→ Stated problem: Rescale all the entries below by rewriting every line, requests included, and multiplying each point coordinate by 1.55, rounding to the nearest whole number with halves rounded up.

→ Extracted material:
○ ○ ○ ○
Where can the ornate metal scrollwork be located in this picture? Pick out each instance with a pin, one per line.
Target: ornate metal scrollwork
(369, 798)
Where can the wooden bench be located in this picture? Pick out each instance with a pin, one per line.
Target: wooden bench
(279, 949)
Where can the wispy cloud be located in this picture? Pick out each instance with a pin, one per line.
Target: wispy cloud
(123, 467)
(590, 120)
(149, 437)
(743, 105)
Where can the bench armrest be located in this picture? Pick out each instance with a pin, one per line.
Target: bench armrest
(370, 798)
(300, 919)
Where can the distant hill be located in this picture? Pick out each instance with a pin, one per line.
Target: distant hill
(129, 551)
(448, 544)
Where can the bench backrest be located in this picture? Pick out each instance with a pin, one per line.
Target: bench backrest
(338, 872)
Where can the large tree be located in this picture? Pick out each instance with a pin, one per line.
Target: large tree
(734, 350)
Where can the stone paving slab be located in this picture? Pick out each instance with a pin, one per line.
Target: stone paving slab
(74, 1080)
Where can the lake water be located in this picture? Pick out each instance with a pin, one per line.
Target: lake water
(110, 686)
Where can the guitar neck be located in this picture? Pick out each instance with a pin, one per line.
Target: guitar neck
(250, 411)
○ ○ ○ ○
→ Correct output:
Where can the ornate metal scrollwork be located in this picture? Pick out each instance with a pin, one per line.
Target: ornate metal scrollwork
(572, 1237)
Where can the wooden bench be located in this picture? Pick out each instance with a pin, one per line.
Target: wooden bench
(432, 1471)
Where can the wispy cloud be located in this picture? Pick out each instance with a pin, one per line.
Target: wispy cloud
(191, 724)
(915, 186)
(231, 677)
(1152, 163)
Where can the bench armrest be located in this picture? Pick out each instance with a pin, one per line.
Target: bench armrest
(574, 1237)
(465, 1424)
Where can the distant hill be located in this picture? Pick out each instance with a pin, one per line.
Target: distant hill
(200, 854)
(694, 843)
Where can the bench backrest be located in this picture? Pick out each instance with a pin, one per line.
Target: bench backrest
(524, 1352)
Where can the large tree be located in this picture? Pick out each instance with a pin, one per line.
Target: large tree
(1138, 543)
Where can the stone paving slab be located in this picture? Pick out each instance with a pin, one per line.
Target: stone paving slab
(115, 1674)
Where can the lake water be located in this picture? Pick out each instance with a pin, one per line.
Target: lake water
(171, 1063)
Where can the guitar neck be located in this picture? Pick out each instance with a pin, one per line.
Target: guitar neck
(388, 637)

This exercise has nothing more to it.